• [TEXTE SOURCE]
Un road trip au coeur de la vraie Amérique celle des laissés-pour-compte.


C'est une opportunité, on fait du porte-à-porte. On vend des magazines.
On explore l'Amérique. On fait la fête...viens avec nous.



Réalisé et écrit par la talentueuse cinéaste Andrea Arnold qui a voulu avec Américan Honey nous faire plongés dans ce qui fut autrefois une partie de sa vie, à savoir la vie itinérante avec un groupe soudé. Je dois dire que j'ai été subjugué par ce long métrage qui m'a complètement captivé et entraîné. Pendant ma séance je n'était même plus dans mon siège tant je profitais avec eux du goût dû à cette liberté incroyable. La notion du temps m'a complètement échappé jusqu'à redescendre sur terre une fois le film terminé, qui m'a paru pour le coup très très cours alors qu'il dure pourtant 2H45. Cela aurait duré 2 heures supplémentaires que j'en aurais demandé encore plus.

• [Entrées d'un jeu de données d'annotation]
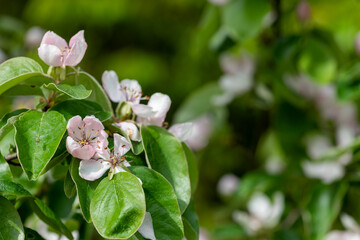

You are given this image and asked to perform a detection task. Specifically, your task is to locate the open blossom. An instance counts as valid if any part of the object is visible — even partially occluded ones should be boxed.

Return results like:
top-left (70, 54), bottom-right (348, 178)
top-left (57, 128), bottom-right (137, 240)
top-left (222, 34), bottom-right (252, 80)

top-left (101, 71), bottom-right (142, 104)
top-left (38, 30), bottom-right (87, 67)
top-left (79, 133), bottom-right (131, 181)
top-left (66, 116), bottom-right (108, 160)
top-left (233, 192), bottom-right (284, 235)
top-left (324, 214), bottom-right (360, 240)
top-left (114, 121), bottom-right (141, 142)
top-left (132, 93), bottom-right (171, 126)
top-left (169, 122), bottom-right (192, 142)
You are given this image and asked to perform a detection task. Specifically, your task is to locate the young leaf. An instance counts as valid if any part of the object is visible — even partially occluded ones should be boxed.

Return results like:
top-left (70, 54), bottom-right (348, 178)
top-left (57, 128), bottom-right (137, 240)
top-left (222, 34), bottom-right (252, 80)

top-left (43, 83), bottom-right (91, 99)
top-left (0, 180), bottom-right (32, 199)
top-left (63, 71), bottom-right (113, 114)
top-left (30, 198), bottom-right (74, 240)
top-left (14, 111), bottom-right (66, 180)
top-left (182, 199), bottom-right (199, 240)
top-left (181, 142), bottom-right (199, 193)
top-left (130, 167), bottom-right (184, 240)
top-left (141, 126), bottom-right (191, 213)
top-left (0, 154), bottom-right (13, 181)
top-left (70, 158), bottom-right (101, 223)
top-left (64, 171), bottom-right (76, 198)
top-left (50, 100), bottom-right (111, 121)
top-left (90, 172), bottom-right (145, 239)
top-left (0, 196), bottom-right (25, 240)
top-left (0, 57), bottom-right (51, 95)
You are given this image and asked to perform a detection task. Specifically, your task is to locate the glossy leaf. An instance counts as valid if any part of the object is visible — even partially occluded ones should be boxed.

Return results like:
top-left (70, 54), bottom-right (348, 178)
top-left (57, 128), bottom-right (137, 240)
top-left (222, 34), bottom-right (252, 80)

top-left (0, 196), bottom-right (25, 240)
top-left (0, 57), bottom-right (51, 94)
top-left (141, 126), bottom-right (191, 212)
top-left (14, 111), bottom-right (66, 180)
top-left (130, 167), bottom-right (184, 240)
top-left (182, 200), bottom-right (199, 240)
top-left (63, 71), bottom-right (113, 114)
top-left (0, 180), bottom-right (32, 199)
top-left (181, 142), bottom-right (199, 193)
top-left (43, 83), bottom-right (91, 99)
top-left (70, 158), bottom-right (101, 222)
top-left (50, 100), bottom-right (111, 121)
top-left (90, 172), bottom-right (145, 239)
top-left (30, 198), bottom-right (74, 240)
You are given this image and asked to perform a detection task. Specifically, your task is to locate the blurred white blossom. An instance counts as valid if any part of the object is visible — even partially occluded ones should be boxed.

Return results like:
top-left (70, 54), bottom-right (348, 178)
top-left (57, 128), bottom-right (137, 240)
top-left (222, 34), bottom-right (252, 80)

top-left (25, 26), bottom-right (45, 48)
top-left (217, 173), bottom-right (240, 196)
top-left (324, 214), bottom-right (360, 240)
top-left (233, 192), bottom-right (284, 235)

• [CONSIGNE 1]
Répondez à ces questions sur la critique du film :
(a) Qui a réalisé et écrit le film ?
(b) Que vend-on en faisant du porte-à-porte ?
(c) Combien de temps dure le film ?
• [CONSIGNE 2] Renvoyez, s'il vous plaît, le passage de la critique du film qui commence par « Réalisé et écrit » et va jusqu'à « demandé encore plus. », sans rien y changer.
• [CONSIGNE 3] Résumez la critique du film en deux phrases.

• [RÉPONSE COMPLÈTE 1]
(a) Andrea Arnold.
(b) Des magazines.
(c) 2H45.

• [RÉPONSE COMPLÈTE 2]
Réalisé et écrit par la talentueuse cinéaste Andrea Arnold qui a voulu avec Américan Honey nous faire plongés dans ce qui fut autrefois une partie de sa vie, à savoir la vie itinérante avec un groupe soudé. Je dois dire que j'ai été subjugué par ce long métrage qui m'a complètement captivé et entraîné. Pendant ma séance je n'était même plus dans mon siège tant je profitais avec eux du goût dû à cette liberté incroyable. La notion du temps m'a complètement échappé jusqu'à redescendre sur terre une fois le film terminé, qui m'a paru pour le coup très très cours alors qu'il dure pourtant 2H45. Cela aurait duré 2 heures supplémentaires que j'en aurais demandé encore plus.

• [RÉPONSE COMPLÈTE 3] Le film, réalisé et écrit par Andrea Arnold, propose un road trip au cœur de l'Amérique des laissés-pour-compte et plonge dans la vie itinérante d'un groupe soudé, qui fut autrefois une partie de la vie de la cinéaste. L'auteur de la critique s'est laissé captiver au point de perdre la notion du temps et a trouvé très court ce film qui dure pourtant 2H45.